Begin GIVEN PASSAGE

Bill Baker, an organizer for Frack Free Ohio, speaks at a recent press conference regarding a new grassroots organization that has just begun to take shape, the Tri-County Landowners Coalition.


For residents of Holmes, Ashland and Richland counties who are concerned about fracking and wastewater injection in their neck of the woods, a new grassroots organization has just begun to take shape, one that opposes Cabot Oil & Gas Corporation’s efforts to drill horizontal wells in these counties. This is the Tri-County Landowners Coalition, which recently held its inaugural meeting at the Mansfield/Richland County Public Library.
According to Bill Baker, an organizer for Frack Free Ohio, this new coalition is made up of several local groups of concerned citizens.
“The individual groups are meeting, and they’re doing on-the-ground campaign work to stop Cabot Oil from leasing land,” Baker said. “As grassroots groups, and some of them have a minimal number of members, they feel overwhelmed with a lot of the work directly in front of them in the local arena, so my role now, after having helped them get established and giving them training on canvassing, will be to help them organize larger events where we bring the public in and educate them on both sides of this issue.”
So far at least four local grassroots groups have joined the Tri-County Landowners Coalition. These include the Hayesville Community on Fracked Gas of Ashland County, the Clear Fork Landowners Group of the Clear Fork Valley, Advocates for Local Land of Ashland and Western Holmes County, and the Monroe Township Landowners Coalition of Richland County.
This enterprising new organization has a wide range of goals in mind and numerous ways for people to get involved.
“The first level of the campaign right now is the door-to-door gathering and small-community sessions to preview or watch a Monroe Landowners presentation that was done in December,” Baker said.
The presentation that he refers to was created by a local landowner in regards to his concerns about the dangers of drilling.
“That being said, as we move outward, we intend to engage township trustees,” Baker said. “Many times their hands are bound by state and federal law, but there may be road-use management agreements that they can pursue. This is called RUMA, and we’re going to put together a package to help educate the trustees on the RUMA and help protect their township roads.”

End GIVEN PASSAGE

Reproduce the part of the fracking coalition article starting at "So far at least" and ending at "dangers of drilling.", copying it verbatim.

Begin PROVIDED DATA

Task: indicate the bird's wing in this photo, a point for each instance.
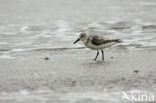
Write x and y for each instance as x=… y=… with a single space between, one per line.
x=98 y=40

End PROVIDED DATA

> [PROBLEM SOLUTION]:
So far at least four local grassroots groups have joined the Tri-County Landowners Coalition. These include the Hayesville Community on Fracked Gas of Ashland County, the Clear Fork Landowners Group of the Clear Fork Valley, Advocates for Local Land of Ashland and Western Holmes County, and the Monroe Township Landowners Coalition of Richland County.
This enterprising new organization has a wide range of goals in mind and numerous ways for people to get involved.
“The first level of the campaign right now is the door-to-door gathering and small-community sessions to preview or watch a Monroe Landowners presentation that was done in December,” Baker said.
The presentation that he refers to was created by a local landowner in regards to his concerns about the dangers of drilling.